━━━ Given data ━━━

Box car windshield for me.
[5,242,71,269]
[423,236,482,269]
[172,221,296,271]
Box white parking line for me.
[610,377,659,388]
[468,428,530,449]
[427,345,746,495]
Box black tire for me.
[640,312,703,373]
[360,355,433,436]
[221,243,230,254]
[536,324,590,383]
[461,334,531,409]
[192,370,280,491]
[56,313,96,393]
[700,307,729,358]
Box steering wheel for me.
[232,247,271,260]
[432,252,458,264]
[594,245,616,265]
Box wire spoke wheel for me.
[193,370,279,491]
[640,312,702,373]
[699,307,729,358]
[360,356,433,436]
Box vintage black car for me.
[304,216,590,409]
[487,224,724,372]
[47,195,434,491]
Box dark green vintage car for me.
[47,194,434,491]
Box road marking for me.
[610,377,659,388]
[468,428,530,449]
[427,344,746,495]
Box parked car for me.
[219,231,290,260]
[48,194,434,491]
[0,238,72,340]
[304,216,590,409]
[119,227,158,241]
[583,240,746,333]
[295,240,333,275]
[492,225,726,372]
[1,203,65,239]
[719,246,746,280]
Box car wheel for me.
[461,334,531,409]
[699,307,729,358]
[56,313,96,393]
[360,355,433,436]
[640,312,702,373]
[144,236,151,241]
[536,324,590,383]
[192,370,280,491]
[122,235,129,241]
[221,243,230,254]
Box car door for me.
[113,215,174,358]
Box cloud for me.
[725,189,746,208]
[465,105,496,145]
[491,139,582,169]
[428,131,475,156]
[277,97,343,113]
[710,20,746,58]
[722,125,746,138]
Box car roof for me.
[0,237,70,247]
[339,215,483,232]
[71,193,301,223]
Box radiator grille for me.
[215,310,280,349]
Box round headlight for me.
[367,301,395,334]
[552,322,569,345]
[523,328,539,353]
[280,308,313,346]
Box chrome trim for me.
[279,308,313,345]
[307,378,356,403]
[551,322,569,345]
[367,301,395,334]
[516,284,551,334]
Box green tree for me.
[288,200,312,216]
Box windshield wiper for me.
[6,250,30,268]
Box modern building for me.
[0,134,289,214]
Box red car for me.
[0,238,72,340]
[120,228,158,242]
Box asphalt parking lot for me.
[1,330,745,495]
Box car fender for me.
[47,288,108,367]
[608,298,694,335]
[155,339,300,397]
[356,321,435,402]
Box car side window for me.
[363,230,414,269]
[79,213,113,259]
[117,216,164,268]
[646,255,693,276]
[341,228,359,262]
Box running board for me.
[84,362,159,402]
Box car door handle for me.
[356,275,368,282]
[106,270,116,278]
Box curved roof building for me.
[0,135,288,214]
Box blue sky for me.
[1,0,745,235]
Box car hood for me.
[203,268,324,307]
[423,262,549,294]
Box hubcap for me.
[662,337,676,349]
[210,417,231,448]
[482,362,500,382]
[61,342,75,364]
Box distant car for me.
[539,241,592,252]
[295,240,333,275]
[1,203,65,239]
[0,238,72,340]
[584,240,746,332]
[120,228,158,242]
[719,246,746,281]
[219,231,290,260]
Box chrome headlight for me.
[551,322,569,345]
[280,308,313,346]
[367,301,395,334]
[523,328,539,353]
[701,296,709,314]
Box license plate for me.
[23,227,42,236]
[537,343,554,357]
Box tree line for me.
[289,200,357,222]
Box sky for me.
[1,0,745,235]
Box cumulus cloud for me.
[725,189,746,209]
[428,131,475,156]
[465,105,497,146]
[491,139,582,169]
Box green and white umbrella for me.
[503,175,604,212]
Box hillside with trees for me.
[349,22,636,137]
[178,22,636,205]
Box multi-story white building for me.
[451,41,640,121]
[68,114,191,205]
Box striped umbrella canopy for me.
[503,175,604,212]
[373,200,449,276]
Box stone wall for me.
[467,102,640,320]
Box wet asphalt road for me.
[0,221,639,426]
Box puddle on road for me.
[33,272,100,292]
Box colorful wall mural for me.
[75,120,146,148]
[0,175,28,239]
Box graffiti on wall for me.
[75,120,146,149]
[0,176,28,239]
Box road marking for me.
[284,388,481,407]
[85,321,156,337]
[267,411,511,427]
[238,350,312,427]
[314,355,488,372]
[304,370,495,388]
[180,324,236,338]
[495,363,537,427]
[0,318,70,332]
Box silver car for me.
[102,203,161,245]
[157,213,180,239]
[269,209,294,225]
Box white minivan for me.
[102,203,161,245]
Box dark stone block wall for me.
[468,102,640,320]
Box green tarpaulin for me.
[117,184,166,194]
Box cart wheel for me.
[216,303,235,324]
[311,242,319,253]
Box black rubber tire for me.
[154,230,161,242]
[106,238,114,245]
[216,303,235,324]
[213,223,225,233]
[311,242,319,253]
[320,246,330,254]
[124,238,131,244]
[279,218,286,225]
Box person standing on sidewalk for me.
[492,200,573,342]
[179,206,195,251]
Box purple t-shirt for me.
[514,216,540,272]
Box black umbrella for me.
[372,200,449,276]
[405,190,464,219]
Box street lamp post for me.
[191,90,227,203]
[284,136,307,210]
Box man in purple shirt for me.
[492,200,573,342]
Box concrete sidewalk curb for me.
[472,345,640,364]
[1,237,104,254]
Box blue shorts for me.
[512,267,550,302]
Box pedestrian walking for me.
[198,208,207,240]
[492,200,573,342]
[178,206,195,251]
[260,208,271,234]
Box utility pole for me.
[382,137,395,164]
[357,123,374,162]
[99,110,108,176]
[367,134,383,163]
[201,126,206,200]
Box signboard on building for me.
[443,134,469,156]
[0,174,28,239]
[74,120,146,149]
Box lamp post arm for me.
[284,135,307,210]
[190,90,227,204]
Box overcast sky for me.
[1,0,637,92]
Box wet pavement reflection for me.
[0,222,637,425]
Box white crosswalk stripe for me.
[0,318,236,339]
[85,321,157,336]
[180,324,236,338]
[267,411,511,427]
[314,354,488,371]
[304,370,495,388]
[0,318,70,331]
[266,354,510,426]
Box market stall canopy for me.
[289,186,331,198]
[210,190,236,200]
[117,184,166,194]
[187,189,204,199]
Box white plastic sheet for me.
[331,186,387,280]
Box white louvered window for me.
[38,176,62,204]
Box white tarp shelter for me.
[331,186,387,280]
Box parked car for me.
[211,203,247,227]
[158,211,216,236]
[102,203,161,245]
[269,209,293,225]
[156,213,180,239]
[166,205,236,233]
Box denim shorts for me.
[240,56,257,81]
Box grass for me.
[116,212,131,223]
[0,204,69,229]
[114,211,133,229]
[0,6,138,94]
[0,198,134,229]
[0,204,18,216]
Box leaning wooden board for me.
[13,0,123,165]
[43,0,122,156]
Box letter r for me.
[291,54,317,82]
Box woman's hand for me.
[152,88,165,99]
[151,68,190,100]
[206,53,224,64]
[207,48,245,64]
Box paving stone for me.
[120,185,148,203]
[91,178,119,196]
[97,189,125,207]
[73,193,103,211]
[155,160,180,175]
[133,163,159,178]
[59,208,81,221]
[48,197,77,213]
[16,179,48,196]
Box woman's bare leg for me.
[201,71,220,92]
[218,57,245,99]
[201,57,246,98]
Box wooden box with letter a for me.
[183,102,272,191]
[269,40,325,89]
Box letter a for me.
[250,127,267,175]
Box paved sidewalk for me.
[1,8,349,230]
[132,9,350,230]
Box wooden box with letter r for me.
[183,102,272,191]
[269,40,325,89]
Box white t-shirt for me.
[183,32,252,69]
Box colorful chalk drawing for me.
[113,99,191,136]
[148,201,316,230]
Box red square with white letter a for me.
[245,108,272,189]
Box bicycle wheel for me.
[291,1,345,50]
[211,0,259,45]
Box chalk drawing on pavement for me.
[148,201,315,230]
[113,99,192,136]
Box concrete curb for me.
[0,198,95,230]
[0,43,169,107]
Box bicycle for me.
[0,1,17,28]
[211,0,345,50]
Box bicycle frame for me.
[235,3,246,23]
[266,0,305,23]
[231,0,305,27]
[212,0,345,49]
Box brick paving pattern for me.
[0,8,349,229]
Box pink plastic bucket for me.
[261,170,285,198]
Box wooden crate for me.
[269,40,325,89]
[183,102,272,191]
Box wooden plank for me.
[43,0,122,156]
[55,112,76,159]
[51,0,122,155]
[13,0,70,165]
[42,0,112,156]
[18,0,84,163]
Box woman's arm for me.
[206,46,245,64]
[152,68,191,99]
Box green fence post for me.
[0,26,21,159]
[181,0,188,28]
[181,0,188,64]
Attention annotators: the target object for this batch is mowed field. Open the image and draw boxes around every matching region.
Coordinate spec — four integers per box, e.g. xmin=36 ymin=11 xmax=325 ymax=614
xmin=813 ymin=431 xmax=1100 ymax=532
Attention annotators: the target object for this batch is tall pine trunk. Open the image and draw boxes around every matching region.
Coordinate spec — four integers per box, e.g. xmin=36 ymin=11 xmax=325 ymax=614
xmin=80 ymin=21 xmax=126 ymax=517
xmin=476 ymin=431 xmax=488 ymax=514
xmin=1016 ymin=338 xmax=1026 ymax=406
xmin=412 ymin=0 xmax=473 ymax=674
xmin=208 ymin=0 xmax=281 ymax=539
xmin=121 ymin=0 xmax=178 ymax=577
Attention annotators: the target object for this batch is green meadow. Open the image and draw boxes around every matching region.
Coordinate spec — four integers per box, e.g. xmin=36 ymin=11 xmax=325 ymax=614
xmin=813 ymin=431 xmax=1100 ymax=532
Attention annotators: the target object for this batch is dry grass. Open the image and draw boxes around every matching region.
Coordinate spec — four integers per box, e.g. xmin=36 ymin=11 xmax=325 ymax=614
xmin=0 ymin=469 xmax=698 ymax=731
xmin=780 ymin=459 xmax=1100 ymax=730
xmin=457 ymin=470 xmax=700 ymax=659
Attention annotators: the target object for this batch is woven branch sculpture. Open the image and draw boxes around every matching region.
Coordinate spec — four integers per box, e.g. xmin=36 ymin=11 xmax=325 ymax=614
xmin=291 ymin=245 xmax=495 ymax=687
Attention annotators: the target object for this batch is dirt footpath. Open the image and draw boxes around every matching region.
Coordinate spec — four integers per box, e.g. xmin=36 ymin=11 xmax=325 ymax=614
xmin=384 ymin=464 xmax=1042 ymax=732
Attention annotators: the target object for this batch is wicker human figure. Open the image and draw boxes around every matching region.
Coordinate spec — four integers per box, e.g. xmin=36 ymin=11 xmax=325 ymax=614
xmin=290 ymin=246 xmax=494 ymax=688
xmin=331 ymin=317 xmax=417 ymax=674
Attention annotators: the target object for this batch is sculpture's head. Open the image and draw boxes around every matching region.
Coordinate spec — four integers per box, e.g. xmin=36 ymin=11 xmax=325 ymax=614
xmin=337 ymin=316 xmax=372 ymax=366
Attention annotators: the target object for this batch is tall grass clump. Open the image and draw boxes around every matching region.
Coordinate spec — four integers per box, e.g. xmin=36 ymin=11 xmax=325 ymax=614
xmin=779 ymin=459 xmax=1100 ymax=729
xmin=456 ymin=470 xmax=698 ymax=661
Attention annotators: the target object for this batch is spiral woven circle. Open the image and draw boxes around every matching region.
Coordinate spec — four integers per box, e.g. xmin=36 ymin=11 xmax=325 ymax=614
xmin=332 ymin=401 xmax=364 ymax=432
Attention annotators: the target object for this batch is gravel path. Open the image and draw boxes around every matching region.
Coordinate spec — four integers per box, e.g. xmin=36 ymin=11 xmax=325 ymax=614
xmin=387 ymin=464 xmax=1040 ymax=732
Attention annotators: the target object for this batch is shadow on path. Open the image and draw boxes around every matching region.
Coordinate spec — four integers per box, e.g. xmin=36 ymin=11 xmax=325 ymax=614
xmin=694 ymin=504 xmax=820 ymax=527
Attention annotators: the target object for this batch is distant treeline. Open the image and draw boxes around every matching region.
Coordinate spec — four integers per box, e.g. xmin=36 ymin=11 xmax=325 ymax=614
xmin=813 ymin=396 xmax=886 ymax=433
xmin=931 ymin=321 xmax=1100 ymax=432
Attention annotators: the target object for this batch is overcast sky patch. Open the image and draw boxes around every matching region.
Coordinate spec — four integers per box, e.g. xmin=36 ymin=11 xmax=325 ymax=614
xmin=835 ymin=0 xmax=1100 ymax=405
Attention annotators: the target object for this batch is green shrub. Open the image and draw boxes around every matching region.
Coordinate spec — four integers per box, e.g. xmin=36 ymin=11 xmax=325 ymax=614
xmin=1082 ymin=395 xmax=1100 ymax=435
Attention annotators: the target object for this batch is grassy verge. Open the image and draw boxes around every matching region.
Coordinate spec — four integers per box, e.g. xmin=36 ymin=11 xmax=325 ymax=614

━━━

Count the lines of the data that contain the word "woven", and give only that number.

2